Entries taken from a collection
──────

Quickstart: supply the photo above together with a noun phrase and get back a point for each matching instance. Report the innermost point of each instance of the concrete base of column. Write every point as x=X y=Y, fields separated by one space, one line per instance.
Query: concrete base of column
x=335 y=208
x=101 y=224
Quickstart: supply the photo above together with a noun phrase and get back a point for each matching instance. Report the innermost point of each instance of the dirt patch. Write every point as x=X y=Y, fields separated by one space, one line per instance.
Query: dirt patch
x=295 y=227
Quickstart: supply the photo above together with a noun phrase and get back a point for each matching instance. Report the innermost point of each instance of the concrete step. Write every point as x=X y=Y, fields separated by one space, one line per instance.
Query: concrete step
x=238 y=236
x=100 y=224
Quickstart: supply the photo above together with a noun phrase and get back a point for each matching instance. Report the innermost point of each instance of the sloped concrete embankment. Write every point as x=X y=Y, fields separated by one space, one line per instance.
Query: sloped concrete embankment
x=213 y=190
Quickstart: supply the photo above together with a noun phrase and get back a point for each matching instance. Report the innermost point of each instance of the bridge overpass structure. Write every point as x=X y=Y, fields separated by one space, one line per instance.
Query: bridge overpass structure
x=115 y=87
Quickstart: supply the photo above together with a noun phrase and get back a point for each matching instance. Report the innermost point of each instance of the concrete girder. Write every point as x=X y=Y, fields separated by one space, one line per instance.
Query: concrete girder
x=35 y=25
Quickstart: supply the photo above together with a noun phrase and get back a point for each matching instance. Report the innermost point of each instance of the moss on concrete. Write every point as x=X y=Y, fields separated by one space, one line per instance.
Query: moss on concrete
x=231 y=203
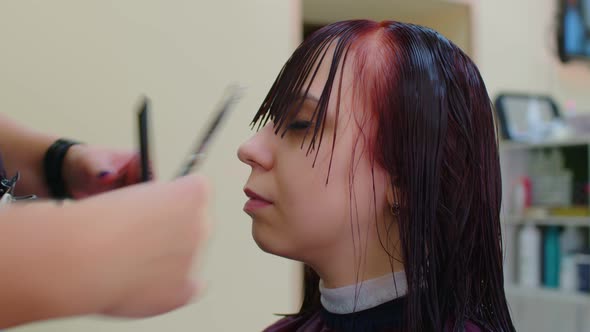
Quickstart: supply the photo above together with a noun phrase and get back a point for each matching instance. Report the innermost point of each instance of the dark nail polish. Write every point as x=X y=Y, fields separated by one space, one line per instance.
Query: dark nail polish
x=103 y=174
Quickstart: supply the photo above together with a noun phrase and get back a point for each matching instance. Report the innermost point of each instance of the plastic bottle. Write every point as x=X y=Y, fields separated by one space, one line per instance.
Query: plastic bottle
x=529 y=254
x=551 y=255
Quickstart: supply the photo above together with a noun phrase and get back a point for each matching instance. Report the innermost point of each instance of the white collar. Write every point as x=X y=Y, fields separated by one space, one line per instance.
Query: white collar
x=364 y=295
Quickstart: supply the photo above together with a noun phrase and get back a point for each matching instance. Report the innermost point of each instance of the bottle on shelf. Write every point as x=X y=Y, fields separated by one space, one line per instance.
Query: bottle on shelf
x=529 y=254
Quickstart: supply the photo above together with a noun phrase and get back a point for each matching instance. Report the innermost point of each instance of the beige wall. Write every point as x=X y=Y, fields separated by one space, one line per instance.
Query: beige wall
x=78 y=68
x=516 y=50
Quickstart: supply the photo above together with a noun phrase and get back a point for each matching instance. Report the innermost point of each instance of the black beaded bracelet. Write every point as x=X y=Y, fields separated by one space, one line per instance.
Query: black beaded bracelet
x=53 y=166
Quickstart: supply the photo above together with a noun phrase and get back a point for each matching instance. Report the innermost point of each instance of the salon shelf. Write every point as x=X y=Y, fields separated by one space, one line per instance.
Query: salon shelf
x=511 y=145
x=547 y=221
x=548 y=295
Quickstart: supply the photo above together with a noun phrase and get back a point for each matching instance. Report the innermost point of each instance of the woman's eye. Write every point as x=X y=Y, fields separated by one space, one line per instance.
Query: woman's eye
x=299 y=125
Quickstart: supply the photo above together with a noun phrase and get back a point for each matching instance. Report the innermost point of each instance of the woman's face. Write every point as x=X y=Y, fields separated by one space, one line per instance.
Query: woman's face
x=294 y=212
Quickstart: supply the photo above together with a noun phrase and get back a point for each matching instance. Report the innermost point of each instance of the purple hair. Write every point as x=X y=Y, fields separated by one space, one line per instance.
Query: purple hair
x=435 y=136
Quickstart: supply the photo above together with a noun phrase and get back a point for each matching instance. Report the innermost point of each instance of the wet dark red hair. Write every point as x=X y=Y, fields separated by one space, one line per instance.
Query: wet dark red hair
x=435 y=136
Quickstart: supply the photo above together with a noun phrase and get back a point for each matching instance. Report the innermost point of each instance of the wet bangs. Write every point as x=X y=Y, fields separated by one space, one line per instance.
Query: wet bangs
x=286 y=97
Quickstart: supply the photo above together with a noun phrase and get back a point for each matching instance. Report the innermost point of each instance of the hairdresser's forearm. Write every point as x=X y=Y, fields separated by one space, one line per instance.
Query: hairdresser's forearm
x=23 y=150
x=44 y=265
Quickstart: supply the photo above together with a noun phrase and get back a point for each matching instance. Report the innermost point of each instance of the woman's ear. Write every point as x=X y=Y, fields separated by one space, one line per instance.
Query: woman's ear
x=392 y=191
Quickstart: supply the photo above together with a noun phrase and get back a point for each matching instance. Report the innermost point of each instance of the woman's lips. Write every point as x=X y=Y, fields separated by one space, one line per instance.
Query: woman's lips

──────

**The problem**
Copy the data word for word. Pictures do not go in the copy.

**Written solution**
Quickstart: supply the photo above together with a noun phrase and get back a point for each matching instance. Report the innermost point of each instance of the concrete base of column. Write every point as x=X y=Y, fields separated by one space, one line per instance.
Query: concrete base of column
x=335 y=208
x=101 y=224
Quickstart: supply the photo above together with a noun phrase and get back a point for each matching instance. Report the innermost point of each instance of the dirt patch. Write every point as x=X y=Y, fields separated by one space, one line per instance.
Query: dirt patch
x=295 y=227
Quickstart: supply the photo above together with a noun phrase and get back a point for each matching instance. Report the innermost point of each instance of the concrete step. Write every point as x=X y=Y, fields separated by one space, one line per instance.
Query: concrete step
x=238 y=236
x=100 y=224
Quickstart: supply the photo above together with a noun phrase and get back a point for each matching instance. Report the innermost point of each instance of the sloped concrete embankment. Write every point as x=X y=Y, fields separated by one space, one line per instance.
Query: sloped concrete embankment
x=213 y=190
Quickstart: supply the photo above together with a noun phrase and get back a point for each matching instance. Report the innermost point of each instance of the bridge overpass structure. Write every point as x=X y=Y, fields separated by one space, one line per instance.
Query: bridge overpass structure
x=115 y=87
Quickstart: supply the photo above together with a noun phrase and get back a point for each matching instance. Report the innermost point of each instance of the concrete girder. Write every point as x=X y=Y, fields separated by one space, one line per instance.
Query: concrete girder
x=35 y=25
Quickstart: supply the photo above together with a noun phrase and get back a point for each matching instance. Report the innermost point of each instance of the moss on concrete. Write every point as x=X y=Y, fields separated by one space, one line per instance.
Query: moss on concrete
x=231 y=203
Quickstart: supply the photo above together with a noun phrase and get back a point for each matching instance. Report the innermost point of each instance of the dark nail polish. Write every point as x=X y=Y, fields separated by one space, one line per instance.
Query: dark nail polish
x=103 y=174
Quickstart: supply the photo above together with a noun phrase and get back a point for each matching instance. Report the innermost point of each instance of the plastic bottle. Write every point as x=X y=Y, fields separated by one space, one line per instance.
Query: plastic bottle
x=529 y=254
x=551 y=255
Quickstart: supply the photo above together with a noun phrase and get back a point for each matching instance. Report the innermost point of each instance of the white collar. Write every point as x=X y=Y, fields separated by one space, one line per instance.
Query: white collar
x=364 y=295
Quickstart: supply the photo above together with a noun phrase and get back a point for each matching instance. Report the innermost point of each instance of the bottle on shelf. Write every point as x=X y=Y, fields separated by one space, one line per instance.
Query: bottle on shelf
x=529 y=254
Quickstart: supply the photo above together with a noun phrase and get back a point for each matching instance. Report the innermost point of each instance of the beige wall. Write every point as x=X y=Y, fields separated by one space, one line per instance.
Query: beige wall
x=78 y=68
x=516 y=50
Quickstart: supply the photo above together with a noun phrase and get back a point for each matching instance. Report the innermost point of each instance of the black beaded bracelet. Write every point as x=X y=Y, fields separated by one space, one line per instance.
Query: black beaded bracelet
x=53 y=166
Quickstart: supply the photo above together with a noun phrase and get back a point for each matching instance. Report the innermost point of each instance of the salon shelf. Write every point as x=X y=Y, fields separated by one space, one line per instance.
Query: salon shelf
x=511 y=145
x=547 y=221
x=548 y=295
Quickstart: supply the photo above together with a noun phrase and get back a point for each matching instance. Report the innermost point of each instance of the woman's eye. Write every point as x=X y=Y, fields separated by one space, one line per instance.
Query: woman's eye
x=299 y=125
Quickstart: supply the photo above together with a noun phrase and get back a point for each matching instance. Report the innermost point of each instance of the woman's face. Write every point as x=X y=Y, fields separated by one space, one line per instance.
Query: woman's face
x=294 y=212
Quickstart: supply the photo above together with a noun phrase and get back a point for each matching instance. Report the innermost point of each instance of the purple hair. Write every point as x=X y=Y, fields separated by one space, one line per instance.
Query: purple hair
x=435 y=136
Quickstart: supply the photo above together with a noun phrase and get back a point for each matching instance. Report the innermost point of each instance of the wet dark red hair. Write every point as x=X y=Y, fields separated by one space, one line per instance.
Query: wet dark red hair
x=435 y=136
Quickstart: supply the photo above together with a noun phrase and get back a point for each matching instance. Report the innermost point of each instance of the wet bangs. Write every point as x=X y=Y, fields separated by one space, one line per instance.
Query: wet bangs
x=286 y=97
Quickstart: supply the photo above together with a noun phrase and get back a point for each matching instance. Report the innermost point of each instance of the hairdresser's forearm. Write every point as x=X y=Y, fields separated by one space, one line per instance.
Query: hairdresser's forearm
x=23 y=150
x=44 y=265
Quickstart: supply the photo above together with a noun phrase and get back a point for each matching instance. Report the innermost point of each instance of the woman's ear. Write every point as x=X y=Y, fields separated by one space, one line per instance.
Query: woman's ear
x=392 y=191
Quickstart: supply the photo above together with a noun phrase and get back a point for each matching instance. Report the innermost point of each instance of the woman's lips. Write every point as x=X y=Y, fields separated by one space, one line per instance.
Query: woman's lips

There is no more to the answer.